> **TO DO**
(a) Rewrite the stretch of the page on Kearney's locally grown artists from "Pat, Phil, and" through "(Sr.) and Kerri.", putting "summer" in place of "holiday".
(b) In the page on Kearney's locally grown artists, what did Ruth Anderson give the world?

> **PAGE TEXT**
******
Before our series celebrating Kearney’s Sesquicentennial, Kearney Creates had already given some attention to Jon Bokenkamp, Claire and Shelley Fort, Javi Fox, Jerry Fox, Jenny Homan, Tom Miles, Jim and Chuck Salestrom, Diane Sciachitano, and Nathan Tye. Another of our recent discoveries is Candace Imming who grew up in Kearney but currently resides in the Northeast. Her clever representations of Kearney are memories of her joyful early years in Kearney. Imming’s Sesquicentennial is a recent celebration of Kearney’s “growing up.”
Recently this site featured locally grown harpist Bonnie Caplan. That served the editors as a prod to focus a while on how lots of locally grown artists, raised or educated here, have made a name in the arts, some staying here, some moving elsewhere for opportunities to match their talents. Some moving back.
Locally grown but prized elsewhere, as well as here, that would surely include from far back the Anderson Sisters, Miriam Anderson Worlock who stayed here and painted and her sister Ruth who gave the world her photos of the Spanish Civil War. Javier Fox, Kearney potter, immigrated from Columbia as a youth and became part of the Jerry Fox family. The new Plains environment brought insights and visions that inspire his pottery designs.
Pat, Phil, and Rick Marlatt virtually grew up not only on Rick and Kerri’s farm but also in Kearney Community Theatre. Son Rick Marlatt is now found far off, teaching and writing poetry in New Mexico State University. The Marlatt family still engages in acting and producing; all of them just home for a holiday visit with long-time pillars of KCT, Rick (Sr.) and Kerri.
More recently are Kyle Kuyper, who performed in shows on the Miriam Drake Theater stage at the University of Nebraska at Kearney (The Rocky Horror Picture Show UNK), and Natalie Burling who starred in Kearney Community Theatre’s Miracle on Thirty-fourth Street. After Kyle and Natalie graduated, Chuck and Nancy Peek found them as adults engaged in theater in Columbia, Missouri.
If you want contemporary theater, Shelley Fort and Claire Fort continue to appear in television, films, and on stage, sometimes playing several roles in one show. Claire just became a Professor of Drama at the North Caroline School of the Arts. The Fort siblings as well as their dancing mother, the late Wendy Fort, and poet father, still writing Charles Fort, are featured on this site.
******
> **EXCERPTED RECORDS**

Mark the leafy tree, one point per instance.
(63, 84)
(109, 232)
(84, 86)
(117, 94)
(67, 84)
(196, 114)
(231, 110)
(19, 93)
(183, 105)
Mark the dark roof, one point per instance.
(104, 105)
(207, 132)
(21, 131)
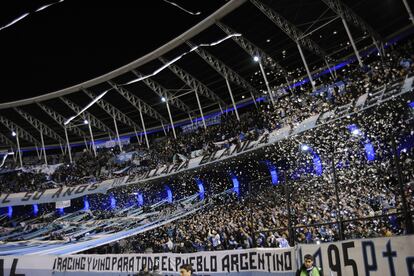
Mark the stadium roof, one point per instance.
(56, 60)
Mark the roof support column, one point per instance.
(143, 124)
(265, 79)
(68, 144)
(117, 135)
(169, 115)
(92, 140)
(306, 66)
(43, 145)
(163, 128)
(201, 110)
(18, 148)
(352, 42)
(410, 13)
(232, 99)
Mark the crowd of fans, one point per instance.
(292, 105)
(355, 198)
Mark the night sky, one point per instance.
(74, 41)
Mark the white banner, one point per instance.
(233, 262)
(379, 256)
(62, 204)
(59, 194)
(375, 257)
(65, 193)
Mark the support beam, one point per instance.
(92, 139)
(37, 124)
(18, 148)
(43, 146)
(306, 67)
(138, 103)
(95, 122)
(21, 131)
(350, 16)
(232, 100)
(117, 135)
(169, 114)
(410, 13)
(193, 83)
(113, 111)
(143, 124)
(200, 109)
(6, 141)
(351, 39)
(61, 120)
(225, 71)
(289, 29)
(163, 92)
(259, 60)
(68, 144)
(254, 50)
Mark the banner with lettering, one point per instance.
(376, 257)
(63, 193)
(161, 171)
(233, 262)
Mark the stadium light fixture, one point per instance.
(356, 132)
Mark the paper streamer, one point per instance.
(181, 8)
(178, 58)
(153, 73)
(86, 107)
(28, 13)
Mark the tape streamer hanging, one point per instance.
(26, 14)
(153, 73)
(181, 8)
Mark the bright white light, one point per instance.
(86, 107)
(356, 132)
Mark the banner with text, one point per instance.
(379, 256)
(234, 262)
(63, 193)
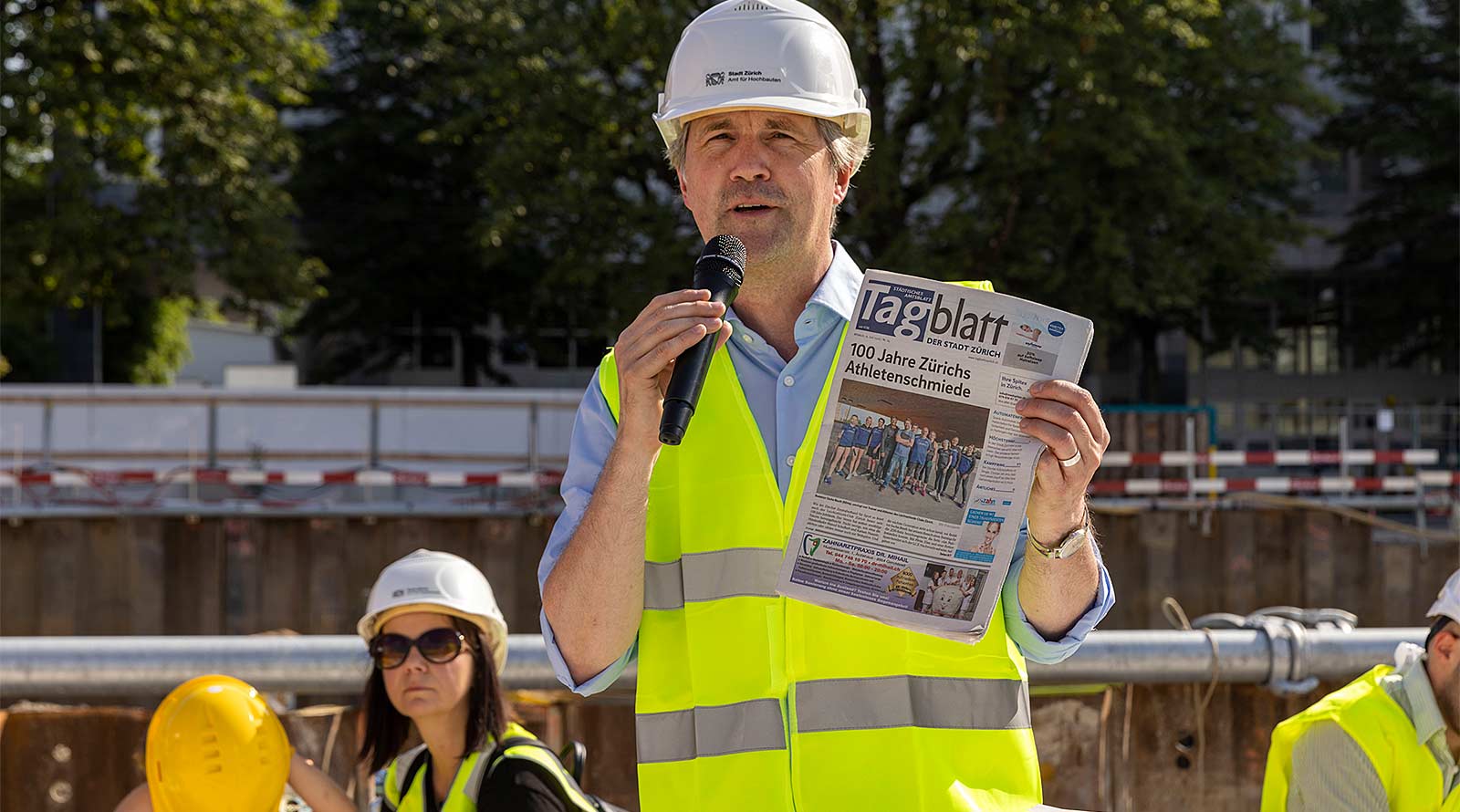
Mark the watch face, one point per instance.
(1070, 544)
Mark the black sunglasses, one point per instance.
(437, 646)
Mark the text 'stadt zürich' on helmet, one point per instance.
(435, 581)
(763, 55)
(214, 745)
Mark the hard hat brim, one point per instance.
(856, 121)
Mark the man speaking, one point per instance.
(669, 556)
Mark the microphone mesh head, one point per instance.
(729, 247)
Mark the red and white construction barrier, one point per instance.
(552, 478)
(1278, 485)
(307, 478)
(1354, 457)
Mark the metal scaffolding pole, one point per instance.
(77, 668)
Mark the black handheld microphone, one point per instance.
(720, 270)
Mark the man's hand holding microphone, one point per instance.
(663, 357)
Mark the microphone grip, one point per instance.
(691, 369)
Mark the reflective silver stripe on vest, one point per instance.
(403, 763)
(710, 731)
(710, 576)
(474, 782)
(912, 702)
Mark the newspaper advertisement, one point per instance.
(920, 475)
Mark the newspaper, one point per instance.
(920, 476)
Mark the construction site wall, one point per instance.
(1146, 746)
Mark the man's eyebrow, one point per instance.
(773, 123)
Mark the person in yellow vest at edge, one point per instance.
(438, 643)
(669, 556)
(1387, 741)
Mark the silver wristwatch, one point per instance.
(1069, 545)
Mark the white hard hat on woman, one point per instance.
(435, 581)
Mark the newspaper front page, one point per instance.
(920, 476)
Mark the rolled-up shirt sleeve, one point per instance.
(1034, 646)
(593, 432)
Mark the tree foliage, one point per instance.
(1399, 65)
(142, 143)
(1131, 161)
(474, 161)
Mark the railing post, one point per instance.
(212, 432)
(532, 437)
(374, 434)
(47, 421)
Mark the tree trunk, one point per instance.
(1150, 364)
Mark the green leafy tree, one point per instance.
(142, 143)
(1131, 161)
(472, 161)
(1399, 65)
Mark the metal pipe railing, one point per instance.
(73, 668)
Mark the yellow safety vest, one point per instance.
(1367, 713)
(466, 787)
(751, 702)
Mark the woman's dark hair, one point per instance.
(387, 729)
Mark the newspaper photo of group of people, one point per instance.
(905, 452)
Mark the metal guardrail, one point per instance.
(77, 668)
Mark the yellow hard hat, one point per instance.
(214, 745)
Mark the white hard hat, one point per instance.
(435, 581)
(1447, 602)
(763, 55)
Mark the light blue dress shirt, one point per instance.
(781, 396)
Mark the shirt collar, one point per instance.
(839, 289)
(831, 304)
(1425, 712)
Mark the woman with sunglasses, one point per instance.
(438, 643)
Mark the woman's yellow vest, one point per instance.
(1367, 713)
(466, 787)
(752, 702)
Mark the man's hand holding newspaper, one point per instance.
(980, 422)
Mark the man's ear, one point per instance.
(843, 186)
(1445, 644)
******
> **PROBLEM SOLUTIONS**
(a)
Pat, Phil, and Rick Marlatt virtually grew up not only on Rick and Kerri’s farm but also in Kearney Community Theatre. Son Rick Marlatt is now found far off, teaching and writing poetry in New Mexico State University. The Marlatt family still engages in acting and producing; all of them just home for a summer visit with long-time pillars of KCT, Rick (Sr.) and Kerri.

(b) Her photos of the Spanish Civil War.